WHAT YOU WILL DO: From the entries below, pull out every row that contains the word "line", and copy each one unchanged.

DATA EXCERPTS:
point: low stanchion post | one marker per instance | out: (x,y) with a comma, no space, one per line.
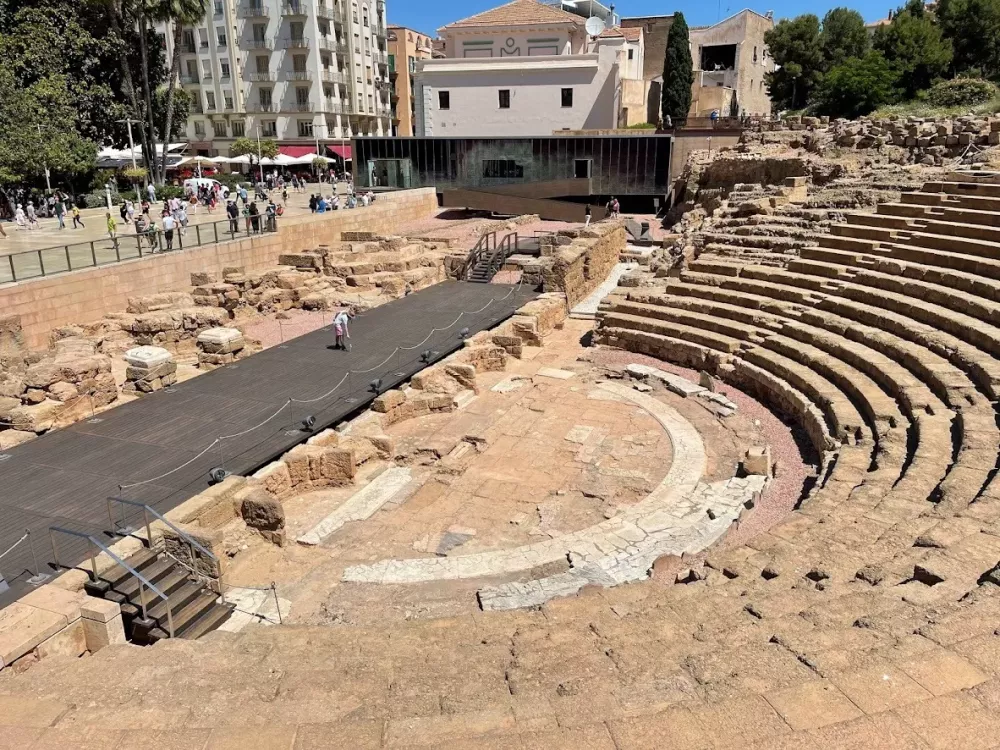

* * *

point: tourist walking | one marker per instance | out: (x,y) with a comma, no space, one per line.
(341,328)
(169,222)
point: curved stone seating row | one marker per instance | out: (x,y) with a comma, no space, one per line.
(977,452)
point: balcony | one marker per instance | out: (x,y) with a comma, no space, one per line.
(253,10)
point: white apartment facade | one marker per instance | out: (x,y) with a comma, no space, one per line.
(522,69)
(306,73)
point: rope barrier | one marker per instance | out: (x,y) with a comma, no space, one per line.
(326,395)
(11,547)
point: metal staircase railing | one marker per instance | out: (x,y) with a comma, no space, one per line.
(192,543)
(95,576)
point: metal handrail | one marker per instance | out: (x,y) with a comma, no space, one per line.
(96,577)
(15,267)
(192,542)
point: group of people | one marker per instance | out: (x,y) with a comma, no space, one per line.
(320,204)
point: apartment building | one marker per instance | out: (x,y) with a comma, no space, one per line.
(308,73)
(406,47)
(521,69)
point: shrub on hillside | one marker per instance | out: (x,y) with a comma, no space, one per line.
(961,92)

CORRECT OUTPUT:
point: low stanchion post | one marker per instance | out: (x,y) with a comma, no space, one per line.
point: tourist walking | one marker per instance | out: (x,y) with a comma, no space, one per line.
point: curved stone seating row | one marker per instance | out: (x,y) with a comma, no space, one per line.
point: balcony | one marker per instance | out: (x,y) with a comma, no space, one per line.
point: white apartment facade | one marker per instance | out: (x,y) with a comma, no space, one per line.
point: rope barrier | one marker per instance | out: (x,y) with a comma, no space, one per line.
point: metal staircase railing | one marker per instance | out: (x,y) with a comma, no space, one per line.
point: metal handrail | one marker per instance | out: (x,y) with a comma, no space, one per line.
point: group of people | one marker per instance | out: (x,y) with a comma, no space, one per line.
point: apartment building | one marker per instance | out: (x,y) with a comma, no space, one per line.
point: shrub on hillside | one marker per instance | out: (x,y) with a comma, no space, one per line.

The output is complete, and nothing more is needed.